### Exercise objective
Produce as output only the lines below starting at the line with "Note: pick out the purple flower in this" and continuing through the line with "Note: pick out the purple flower in foreground", each one exactly as written.

Referring expression pointing data
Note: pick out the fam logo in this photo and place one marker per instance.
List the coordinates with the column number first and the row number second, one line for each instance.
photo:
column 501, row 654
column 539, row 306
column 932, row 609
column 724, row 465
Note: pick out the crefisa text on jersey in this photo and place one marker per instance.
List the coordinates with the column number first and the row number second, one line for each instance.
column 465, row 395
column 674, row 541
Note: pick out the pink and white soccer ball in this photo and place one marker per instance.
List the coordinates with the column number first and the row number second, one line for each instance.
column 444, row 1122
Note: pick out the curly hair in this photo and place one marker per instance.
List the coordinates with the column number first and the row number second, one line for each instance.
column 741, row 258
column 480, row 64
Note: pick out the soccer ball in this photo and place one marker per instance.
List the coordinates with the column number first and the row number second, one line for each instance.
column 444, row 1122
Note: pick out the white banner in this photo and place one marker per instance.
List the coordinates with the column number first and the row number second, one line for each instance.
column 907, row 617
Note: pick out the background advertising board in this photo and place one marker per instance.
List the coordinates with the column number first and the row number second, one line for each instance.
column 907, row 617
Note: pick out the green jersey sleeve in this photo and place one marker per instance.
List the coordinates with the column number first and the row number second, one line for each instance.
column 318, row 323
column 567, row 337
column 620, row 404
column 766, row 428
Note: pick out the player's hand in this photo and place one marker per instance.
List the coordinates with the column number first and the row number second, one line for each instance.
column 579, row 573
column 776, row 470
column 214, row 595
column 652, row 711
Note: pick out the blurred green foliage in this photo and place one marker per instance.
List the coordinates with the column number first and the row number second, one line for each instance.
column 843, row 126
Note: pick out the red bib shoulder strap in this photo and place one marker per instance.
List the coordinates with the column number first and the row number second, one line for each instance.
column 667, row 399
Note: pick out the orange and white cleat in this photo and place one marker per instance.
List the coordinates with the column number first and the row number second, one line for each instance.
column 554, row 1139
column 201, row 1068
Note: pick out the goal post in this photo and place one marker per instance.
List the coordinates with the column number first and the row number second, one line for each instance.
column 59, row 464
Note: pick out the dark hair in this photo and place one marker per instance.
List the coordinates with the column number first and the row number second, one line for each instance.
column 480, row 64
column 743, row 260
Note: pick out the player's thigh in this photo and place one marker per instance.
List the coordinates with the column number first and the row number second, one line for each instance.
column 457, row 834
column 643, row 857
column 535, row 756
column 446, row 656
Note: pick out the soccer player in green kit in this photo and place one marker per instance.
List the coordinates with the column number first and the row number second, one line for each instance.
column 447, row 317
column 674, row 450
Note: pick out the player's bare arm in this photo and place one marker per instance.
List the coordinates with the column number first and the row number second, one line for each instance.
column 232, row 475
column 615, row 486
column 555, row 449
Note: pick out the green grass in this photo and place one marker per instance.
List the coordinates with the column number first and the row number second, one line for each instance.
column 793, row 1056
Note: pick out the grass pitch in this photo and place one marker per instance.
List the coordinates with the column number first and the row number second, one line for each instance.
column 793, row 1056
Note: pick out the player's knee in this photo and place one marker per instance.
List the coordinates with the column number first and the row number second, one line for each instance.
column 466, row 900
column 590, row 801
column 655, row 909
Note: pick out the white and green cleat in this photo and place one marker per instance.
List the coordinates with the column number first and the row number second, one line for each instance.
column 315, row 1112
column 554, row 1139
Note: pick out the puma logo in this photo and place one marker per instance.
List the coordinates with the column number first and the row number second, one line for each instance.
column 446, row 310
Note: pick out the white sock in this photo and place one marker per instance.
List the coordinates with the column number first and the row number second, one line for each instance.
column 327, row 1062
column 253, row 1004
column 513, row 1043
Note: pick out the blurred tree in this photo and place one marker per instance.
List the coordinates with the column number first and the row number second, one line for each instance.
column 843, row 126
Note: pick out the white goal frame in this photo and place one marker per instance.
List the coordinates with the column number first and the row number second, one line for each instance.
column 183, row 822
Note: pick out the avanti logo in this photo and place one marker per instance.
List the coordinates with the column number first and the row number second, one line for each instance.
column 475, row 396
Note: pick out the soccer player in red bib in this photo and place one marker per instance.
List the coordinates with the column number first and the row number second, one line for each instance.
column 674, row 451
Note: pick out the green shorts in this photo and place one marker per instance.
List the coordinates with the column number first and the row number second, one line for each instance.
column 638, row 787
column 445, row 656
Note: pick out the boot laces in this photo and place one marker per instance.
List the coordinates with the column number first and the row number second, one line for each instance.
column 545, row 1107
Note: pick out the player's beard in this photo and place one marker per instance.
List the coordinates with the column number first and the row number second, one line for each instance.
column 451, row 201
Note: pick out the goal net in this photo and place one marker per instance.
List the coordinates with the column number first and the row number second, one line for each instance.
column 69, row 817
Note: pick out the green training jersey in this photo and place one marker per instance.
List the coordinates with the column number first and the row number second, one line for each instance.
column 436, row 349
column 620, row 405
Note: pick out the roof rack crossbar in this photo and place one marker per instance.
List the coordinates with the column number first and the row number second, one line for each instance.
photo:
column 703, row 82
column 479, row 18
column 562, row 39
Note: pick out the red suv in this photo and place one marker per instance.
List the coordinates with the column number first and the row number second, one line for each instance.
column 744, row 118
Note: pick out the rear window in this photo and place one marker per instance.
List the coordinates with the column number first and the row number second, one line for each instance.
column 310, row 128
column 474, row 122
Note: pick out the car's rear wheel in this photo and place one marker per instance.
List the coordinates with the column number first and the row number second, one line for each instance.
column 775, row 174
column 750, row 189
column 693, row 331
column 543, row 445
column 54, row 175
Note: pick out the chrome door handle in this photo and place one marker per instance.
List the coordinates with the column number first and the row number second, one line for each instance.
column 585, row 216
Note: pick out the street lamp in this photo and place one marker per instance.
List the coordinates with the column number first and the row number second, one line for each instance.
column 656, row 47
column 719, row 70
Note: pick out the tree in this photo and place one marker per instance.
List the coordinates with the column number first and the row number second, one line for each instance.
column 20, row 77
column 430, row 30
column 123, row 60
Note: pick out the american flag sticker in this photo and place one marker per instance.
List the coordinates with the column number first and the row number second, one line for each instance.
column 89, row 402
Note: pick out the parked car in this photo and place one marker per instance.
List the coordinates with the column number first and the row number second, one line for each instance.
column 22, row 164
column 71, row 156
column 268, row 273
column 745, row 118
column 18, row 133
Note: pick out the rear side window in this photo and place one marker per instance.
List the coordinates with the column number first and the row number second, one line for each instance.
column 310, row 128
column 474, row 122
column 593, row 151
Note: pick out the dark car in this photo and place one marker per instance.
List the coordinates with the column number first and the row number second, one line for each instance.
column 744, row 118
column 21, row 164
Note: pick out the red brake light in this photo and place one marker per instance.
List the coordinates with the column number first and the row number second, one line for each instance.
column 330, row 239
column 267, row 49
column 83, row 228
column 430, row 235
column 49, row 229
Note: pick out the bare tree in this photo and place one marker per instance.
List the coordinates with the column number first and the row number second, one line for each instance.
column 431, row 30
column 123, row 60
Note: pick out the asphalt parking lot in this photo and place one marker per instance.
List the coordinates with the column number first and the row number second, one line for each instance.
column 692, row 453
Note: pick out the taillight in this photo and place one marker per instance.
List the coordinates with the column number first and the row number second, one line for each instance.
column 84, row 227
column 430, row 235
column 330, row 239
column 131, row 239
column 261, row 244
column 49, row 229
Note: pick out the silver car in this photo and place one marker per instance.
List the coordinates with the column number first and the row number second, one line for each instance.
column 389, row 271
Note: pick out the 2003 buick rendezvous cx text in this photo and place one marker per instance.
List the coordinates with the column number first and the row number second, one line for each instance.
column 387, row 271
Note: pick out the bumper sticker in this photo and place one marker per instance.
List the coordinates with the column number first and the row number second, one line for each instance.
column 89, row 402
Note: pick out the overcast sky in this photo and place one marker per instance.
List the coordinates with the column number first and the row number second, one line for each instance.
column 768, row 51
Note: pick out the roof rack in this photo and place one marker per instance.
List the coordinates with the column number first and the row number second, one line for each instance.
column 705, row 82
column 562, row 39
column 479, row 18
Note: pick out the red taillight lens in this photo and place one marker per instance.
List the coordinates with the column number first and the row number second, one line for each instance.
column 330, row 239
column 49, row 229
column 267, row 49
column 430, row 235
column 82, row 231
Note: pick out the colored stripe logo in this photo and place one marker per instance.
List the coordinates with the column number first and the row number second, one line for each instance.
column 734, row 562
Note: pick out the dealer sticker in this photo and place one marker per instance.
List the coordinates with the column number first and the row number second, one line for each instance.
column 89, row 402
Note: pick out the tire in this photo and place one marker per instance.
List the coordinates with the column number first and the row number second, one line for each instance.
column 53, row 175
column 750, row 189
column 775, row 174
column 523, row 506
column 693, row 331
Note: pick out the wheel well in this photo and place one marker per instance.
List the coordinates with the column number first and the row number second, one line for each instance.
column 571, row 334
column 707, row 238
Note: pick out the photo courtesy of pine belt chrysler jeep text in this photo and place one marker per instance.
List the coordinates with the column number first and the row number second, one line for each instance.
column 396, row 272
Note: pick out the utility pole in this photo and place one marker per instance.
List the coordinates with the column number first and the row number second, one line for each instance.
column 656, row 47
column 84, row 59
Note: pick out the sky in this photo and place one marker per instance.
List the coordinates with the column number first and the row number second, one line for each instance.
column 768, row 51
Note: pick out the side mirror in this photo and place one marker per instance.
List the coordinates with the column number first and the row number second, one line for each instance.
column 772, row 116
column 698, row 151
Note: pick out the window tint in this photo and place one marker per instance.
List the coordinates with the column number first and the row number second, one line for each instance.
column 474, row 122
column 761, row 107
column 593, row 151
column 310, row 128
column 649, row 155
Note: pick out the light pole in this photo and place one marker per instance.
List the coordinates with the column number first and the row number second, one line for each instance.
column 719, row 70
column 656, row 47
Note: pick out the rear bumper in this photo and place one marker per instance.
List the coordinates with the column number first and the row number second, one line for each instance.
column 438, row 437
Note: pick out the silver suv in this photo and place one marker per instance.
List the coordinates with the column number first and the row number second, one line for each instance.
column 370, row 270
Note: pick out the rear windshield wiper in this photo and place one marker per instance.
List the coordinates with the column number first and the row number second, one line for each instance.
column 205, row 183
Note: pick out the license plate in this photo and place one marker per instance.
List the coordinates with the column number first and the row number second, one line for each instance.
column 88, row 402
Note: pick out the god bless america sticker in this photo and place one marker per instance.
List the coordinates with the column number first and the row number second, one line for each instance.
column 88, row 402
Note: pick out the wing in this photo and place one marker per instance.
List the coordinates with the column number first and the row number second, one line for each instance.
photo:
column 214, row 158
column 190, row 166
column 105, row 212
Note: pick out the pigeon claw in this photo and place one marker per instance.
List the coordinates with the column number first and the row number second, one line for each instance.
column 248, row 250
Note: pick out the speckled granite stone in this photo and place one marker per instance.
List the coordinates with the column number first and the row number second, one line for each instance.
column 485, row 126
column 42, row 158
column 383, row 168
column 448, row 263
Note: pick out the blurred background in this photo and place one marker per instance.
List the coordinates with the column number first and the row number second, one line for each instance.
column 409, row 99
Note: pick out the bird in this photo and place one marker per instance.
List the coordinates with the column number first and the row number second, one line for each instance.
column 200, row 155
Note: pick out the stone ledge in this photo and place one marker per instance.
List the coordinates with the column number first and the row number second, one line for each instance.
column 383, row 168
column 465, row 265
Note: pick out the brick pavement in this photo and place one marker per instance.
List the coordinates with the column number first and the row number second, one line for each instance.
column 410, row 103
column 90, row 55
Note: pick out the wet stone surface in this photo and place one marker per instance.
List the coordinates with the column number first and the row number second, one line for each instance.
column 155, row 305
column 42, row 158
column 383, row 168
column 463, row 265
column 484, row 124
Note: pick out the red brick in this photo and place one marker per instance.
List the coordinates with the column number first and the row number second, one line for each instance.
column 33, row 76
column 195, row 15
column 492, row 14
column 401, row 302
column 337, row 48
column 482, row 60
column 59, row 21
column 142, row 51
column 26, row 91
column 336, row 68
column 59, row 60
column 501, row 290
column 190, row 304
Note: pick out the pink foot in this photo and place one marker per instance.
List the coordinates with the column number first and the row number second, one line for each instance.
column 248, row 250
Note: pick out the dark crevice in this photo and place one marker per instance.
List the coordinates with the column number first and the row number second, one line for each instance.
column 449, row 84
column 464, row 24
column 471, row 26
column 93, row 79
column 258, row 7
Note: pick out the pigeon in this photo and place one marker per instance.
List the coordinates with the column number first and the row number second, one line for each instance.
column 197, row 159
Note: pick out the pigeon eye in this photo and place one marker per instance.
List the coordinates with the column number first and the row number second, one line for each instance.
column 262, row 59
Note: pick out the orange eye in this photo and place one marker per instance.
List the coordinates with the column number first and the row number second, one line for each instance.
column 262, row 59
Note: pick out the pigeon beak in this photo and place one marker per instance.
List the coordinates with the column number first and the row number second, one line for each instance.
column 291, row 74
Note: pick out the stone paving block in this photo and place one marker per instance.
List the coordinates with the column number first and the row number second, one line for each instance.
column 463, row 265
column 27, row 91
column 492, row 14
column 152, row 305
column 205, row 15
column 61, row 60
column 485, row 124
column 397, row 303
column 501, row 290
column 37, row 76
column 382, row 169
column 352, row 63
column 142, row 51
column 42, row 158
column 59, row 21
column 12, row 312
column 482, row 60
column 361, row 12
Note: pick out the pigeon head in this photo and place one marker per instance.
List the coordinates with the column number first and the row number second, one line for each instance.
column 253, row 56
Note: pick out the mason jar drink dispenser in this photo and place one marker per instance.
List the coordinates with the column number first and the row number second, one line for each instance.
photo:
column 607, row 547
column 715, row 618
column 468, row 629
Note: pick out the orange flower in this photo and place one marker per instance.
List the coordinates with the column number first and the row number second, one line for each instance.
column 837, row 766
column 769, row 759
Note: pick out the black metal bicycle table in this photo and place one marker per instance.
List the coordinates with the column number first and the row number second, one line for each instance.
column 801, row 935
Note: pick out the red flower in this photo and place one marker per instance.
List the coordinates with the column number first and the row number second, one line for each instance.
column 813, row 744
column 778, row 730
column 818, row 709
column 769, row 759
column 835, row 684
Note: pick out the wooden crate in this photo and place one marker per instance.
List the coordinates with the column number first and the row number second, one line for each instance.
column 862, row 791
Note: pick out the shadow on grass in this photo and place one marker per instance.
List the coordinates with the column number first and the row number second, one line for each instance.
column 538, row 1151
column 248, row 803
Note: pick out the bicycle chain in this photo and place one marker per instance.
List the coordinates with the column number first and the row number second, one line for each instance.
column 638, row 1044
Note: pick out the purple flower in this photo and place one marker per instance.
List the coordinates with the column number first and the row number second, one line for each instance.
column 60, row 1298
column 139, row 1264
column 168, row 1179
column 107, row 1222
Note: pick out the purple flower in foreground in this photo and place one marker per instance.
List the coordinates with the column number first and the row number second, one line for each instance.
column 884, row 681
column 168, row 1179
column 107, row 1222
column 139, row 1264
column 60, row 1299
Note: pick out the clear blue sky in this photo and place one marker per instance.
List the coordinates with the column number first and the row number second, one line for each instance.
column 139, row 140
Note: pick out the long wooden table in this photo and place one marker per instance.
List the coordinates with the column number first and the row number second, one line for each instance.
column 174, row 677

### Task result
Note: pick out the purple flower in this photo and place one marker per instance.
List the coordinates with the column number first and the row number second, one line for each instance.
column 60, row 1298
column 139, row 1264
column 168, row 1179
column 107, row 1222
Note: pick out the purple flower in foreground in this photo and place one marker per instance.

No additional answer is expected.